- Document excerpt
____________________

Climate Crisis Calls for New Mental Health Model
April 21, 2021
9:30 AM to 11:30 AM
via ZOOM
Climate change is a real and scary crisis. Our global climate emergency is the greatest threat to our health, safety, and wellness but it’s easy to let this serious challenge to our lives take a backseat to the politics, pandemics, mass shootings, and racism that permeate our society. How should we amplify the issue of climate change? What do we really understand about climate change? What toll does it take on us? And, exactly what can we, as individuals, do about it?

This presentation will bring social work to the climate change table, providing information on the biological, ecological, social, and psychological implications of the changes taking place on our planet—from poor air and water qualities, to agriculture failures, to the toll it is taking on our emotional wellbeing. Behavior changes and activism that can make a difference will be discussed. We will also discuss developing individual and collective agency, as well as regenerative ways of being in the world as beneficial responses to the crisis.

____________________

- Data to examine
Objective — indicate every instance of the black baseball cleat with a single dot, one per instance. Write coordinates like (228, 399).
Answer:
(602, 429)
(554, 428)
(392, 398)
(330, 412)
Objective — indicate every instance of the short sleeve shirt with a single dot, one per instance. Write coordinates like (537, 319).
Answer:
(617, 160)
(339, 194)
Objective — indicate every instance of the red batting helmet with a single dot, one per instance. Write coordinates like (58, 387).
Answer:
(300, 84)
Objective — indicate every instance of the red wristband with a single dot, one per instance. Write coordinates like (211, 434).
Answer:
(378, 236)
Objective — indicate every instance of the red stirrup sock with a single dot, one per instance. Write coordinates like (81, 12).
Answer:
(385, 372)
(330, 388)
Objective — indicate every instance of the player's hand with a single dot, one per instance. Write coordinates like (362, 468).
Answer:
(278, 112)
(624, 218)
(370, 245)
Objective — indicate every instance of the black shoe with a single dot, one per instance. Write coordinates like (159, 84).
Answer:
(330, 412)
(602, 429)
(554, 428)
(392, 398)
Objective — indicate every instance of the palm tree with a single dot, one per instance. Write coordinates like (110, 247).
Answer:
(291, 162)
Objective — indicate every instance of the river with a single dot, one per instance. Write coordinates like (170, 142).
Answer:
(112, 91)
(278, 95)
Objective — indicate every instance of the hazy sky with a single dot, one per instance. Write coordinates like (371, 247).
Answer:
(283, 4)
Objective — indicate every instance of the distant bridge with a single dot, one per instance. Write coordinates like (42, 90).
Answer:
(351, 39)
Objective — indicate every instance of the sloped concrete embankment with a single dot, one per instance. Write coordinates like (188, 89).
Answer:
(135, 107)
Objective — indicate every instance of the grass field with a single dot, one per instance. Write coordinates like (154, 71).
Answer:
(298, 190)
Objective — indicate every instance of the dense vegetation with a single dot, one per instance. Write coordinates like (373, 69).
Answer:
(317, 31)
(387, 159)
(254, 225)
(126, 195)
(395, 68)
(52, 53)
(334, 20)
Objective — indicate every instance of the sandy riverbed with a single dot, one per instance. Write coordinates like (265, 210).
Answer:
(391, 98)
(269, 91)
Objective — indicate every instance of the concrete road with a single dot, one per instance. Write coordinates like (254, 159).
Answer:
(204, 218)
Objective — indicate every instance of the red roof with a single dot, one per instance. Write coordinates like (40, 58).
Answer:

____________________

- Work task 1
Please write out everything in the climate event announcement from "This presentation will" down to "to the crisis.".
- Work task 2
Answer these questions about the climate event announcement, one line each:
(a) On what date is the event held?
(b) How will the event be attended?
(c) What does the announcement call the greatest threat to our health, safety, and wellness?
- Work task 3
Carry on the climate event announcement on mental health from its last sentence.

- Answer 1
This presentation will bring social work to the climate change table, providing information on the biological, ecological, social, and psychological implications of the changes taking place on our planet—from poor air and water qualities, to agriculture failures, to the toll it is taking on our emotional wellbeing. Behavior changes and activism that can make a difference will be discussed. We will also discuss developing individual and collective agency, as well as regenerative ways of being in the world as beneficial responses to the crisis.

- Answer 2
(a) April 21, 2021
(b) Via Zoom
(c) Our global climate emergency

- Answer 3
Merritt Juliano, JD, LCSW and Elizabeth Allured, PsyD, Co-Presidents of the Climate Psychology Alliance North American will present this webinar. Merritt is the founder of Regenerative Psychotherapy, a private practice in Westport where she specializes in maternal mental health, reflective parenting, stress management, and ecological intelligence. Elizabeth has a clinical practice in New York, teaches at Adelphi and Suffolk Institute for Psychoanalysis and Psychotherapy and has published and presented articles on the environmental crisis from a psychoanalytic perspective.